### Reading passage:
Testing for Data Sanitization and Dataset Manager by Gautam-Galada · Pull Request #16 · Sudhendra/compression-layer

Gautam-Galada · 2026-02-04T20:22:10Z

PR Title

Add sanitization tests, dataset manager coverage, and MLflow logging utility

Description

This PR introduces comprehensive test coverage for sanitization validation rules and dataset switching functionality, and adds a post-training MLflow logging utility.

Testing Improvements

25 test cases covering sanitization rules A–D (ratio, symbol validation, negation preservation, semantic usage)
Tests for dataset manager state management and file operations
Zero-division safety checks for compression ratio calculations
Graceful handling of missing optional modules via pytest skip markers
Ruff-compliant test code (E731, E712)

MLflow Logging Utility

Adds scripts/mlflow_logger.py for post-training logging of existing runs
Logs parameters, metrics, artifacts, and loss curves to MLflow/DagsHub
Introduces dagshub and mlflow as runtime dependencies

Testing

pytest tests/test_sanitization_manager.py -v

Sudhendra · 2026-02-06T19:30:32Z

@Gautam-Galada address the following comments:

scripts/dataset_manager.py: The paths are hardcoded to data/training/train.jsonl, but the training config and docs point at data/validated/train.jsonl. Please either wire this to the configured training path (preferred) or make the paths configurable via CLI args so the swap actually affects training runs.
scripts/data_sanitization.py rule_b_orphaned_symbols: This rejects any compression starting with @, which will drop valid code samples that begin with decorators (and contradicts your own expectation of high @ usage in code). Please make Rule B code-aware (allow leading @ for code) or skip the “symbol at start” check for code samples.

(Stored records)
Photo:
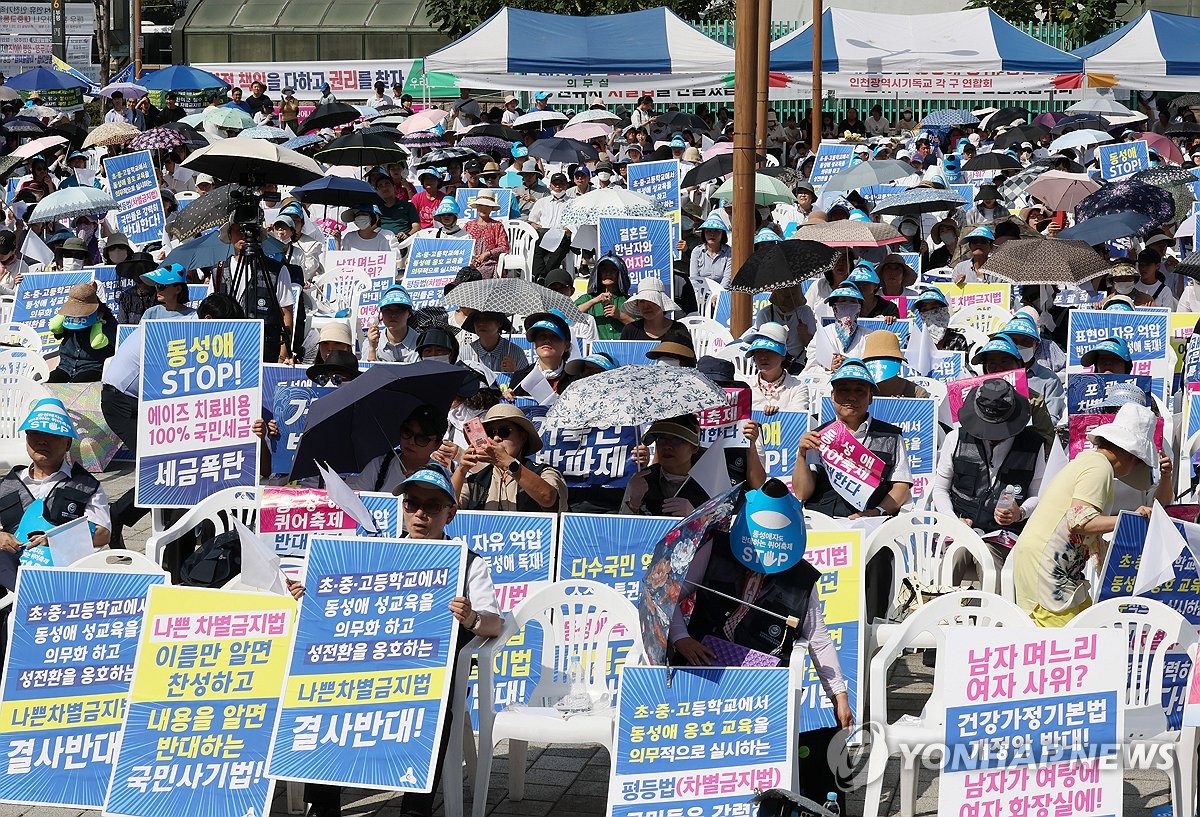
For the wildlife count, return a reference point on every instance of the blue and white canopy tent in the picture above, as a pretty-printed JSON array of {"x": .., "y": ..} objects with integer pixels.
[
  {"x": 959, "y": 53},
  {"x": 1157, "y": 52},
  {"x": 533, "y": 50}
]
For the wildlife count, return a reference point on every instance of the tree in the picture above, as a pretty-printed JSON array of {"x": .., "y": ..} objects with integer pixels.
[{"x": 457, "y": 17}]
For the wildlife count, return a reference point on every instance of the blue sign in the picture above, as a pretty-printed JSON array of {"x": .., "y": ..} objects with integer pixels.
[
  {"x": 135, "y": 186},
  {"x": 370, "y": 673},
  {"x": 66, "y": 680},
  {"x": 201, "y": 395},
  {"x": 645, "y": 245}
]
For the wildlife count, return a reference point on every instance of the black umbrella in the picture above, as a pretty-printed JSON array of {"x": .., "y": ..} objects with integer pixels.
[
  {"x": 331, "y": 114},
  {"x": 784, "y": 264},
  {"x": 361, "y": 419}
]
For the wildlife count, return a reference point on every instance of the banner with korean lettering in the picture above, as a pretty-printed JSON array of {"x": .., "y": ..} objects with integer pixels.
[
  {"x": 1146, "y": 331},
  {"x": 432, "y": 264},
  {"x": 520, "y": 550},
  {"x": 135, "y": 186},
  {"x": 1031, "y": 724},
  {"x": 66, "y": 679},
  {"x": 201, "y": 394},
  {"x": 703, "y": 744},
  {"x": 660, "y": 181},
  {"x": 366, "y": 696},
  {"x": 645, "y": 245},
  {"x": 203, "y": 701}
]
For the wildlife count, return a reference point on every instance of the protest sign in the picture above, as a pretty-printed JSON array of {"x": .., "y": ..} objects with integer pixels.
[
  {"x": 679, "y": 748},
  {"x": 201, "y": 390},
  {"x": 203, "y": 701},
  {"x": 370, "y": 674},
  {"x": 133, "y": 184},
  {"x": 432, "y": 264},
  {"x": 65, "y": 682},
  {"x": 1031, "y": 721},
  {"x": 1146, "y": 331},
  {"x": 645, "y": 245},
  {"x": 660, "y": 181},
  {"x": 1122, "y": 160},
  {"x": 520, "y": 550}
]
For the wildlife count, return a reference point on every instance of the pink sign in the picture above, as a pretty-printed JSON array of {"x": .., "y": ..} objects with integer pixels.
[{"x": 957, "y": 390}]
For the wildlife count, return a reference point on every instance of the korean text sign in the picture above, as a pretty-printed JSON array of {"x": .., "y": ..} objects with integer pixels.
[
  {"x": 203, "y": 701},
  {"x": 1032, "y": 724},
  {"x": 201, "y": 394},
  {"x": 135, "y": 186},
  {"x": 432, "y": 264},
  {"x": 707, "y": 742},
  {"x": 65, "y": 684},
  {"x": 366, "y": 696}
]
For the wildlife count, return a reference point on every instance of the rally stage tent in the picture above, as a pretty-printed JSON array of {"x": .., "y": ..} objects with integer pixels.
[
  {"x": 1157, "y": 52},
  {"x": 533, "y": 50},
  {"x": 954, "y": 53}
]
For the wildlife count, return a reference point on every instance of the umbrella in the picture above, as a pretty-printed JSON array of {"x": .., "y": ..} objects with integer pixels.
[
  {"x": 918, "y": 199},
  {"x": 360, "y": 150},
  {"x": 129, "y": 90},
  {"x": 539, "y": 119},
  {"x": 564, "y": 151},
  {"x": 261, "y": 161},
  {"x": 615, "y": 202},
  {"x": 71, "y": 202},
  {"x": 767, "y": 190},
  {"x": 209, "y": 250},
  {"x": 867, "y": 174},
  {"x": 631, "y": 396},
  {"x": 1062, "y": 191},
  {"x": 850, "y": 234},
  {"x": 784, "y": 264},
  {"x": 510, "y": 296},
  {"x": 336, "y": 191},
  {"x": 331, "y": 114},
  {"x": 360, "y": 420},
  {"x": 1047, "y": 262},
  {"x": 1109, "y": 227},
  {"x": 159, "y": 138},
  {"x": 996, "y": 160},
  {"x": 1128, "y": 194}
]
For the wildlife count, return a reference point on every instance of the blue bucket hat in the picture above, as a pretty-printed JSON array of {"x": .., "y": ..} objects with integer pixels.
[
  {"x": 1114, "y": 346},
  {"x": 49, "y": 416}
]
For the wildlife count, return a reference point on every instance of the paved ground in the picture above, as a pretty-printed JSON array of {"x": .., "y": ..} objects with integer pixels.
[{"x": 567, "y": 781}]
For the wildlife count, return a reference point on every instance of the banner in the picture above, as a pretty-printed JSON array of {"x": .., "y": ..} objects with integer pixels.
[
  {"x": 204, "y": 696},
  {"x": 1032, "y": 722},
  {"x": 65, "y": 682},
  {"x": 432, "y": 264},
  {"x": 135, "y": 186},
  {"x": 703, "y": 744},
  {"x": 646, "y": 245},
  {"x": 201, "y": 391},
  {"x": 366, "y": 696}
]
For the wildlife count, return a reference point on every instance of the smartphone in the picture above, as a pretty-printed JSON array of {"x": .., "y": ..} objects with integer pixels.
[{"x": 475, "y": 434}]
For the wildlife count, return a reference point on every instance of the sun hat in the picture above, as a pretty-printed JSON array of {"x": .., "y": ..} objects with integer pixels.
[
  {"x": 995, "y": 410},
  {"x": 1114, "y": 346},
  {"x": 853, "y": 370},
  {"x": 49, "y": 416},
  {"x": 1132, "y": 430}
]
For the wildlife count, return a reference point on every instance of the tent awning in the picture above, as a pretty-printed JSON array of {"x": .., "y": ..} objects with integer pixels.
[{"x": 534, "y": 50}]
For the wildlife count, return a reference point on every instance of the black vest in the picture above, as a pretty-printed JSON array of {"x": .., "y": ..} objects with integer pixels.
[
  {"x": 883, "y": 439},
  {"x": 973, "y": 493},
  {"x": 786, "y": 593}
]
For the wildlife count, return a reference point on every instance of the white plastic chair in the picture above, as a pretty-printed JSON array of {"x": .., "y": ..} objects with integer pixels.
[
  {"x": 1152, "y": 630},
  {"x": 915, "y": 738},
  {"x": 579, "y": 620}
]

### What to do:
1. Copy out a passage from the pull request: begin at the words "25 test cases" and stop after "code (E731, E712)".
2. Answer these questions from the pull request, giving each answer on its own line.
(a) How many test cases cover sanitization rules A–D?
(b) Which script does the change add for post-training logging of existing runs?
(c) According to the review comment, which path do the training config and docs point at?

### Outputs in order:
1.
25 test cases covering sanitization rules A–D (ratio, symbol validation, negation preservation, semantic usage)
Tests for dataset manager state management and file operations
Zero-division safety checks for compression ratio calculations
Graceful handling of missing optional modules via pytest skip markers
Ruff-compliant test code (E731, E712)

2.
(a) 25
(b) scripts/mlflow_logger.py
(c) data/validated/train.jsonl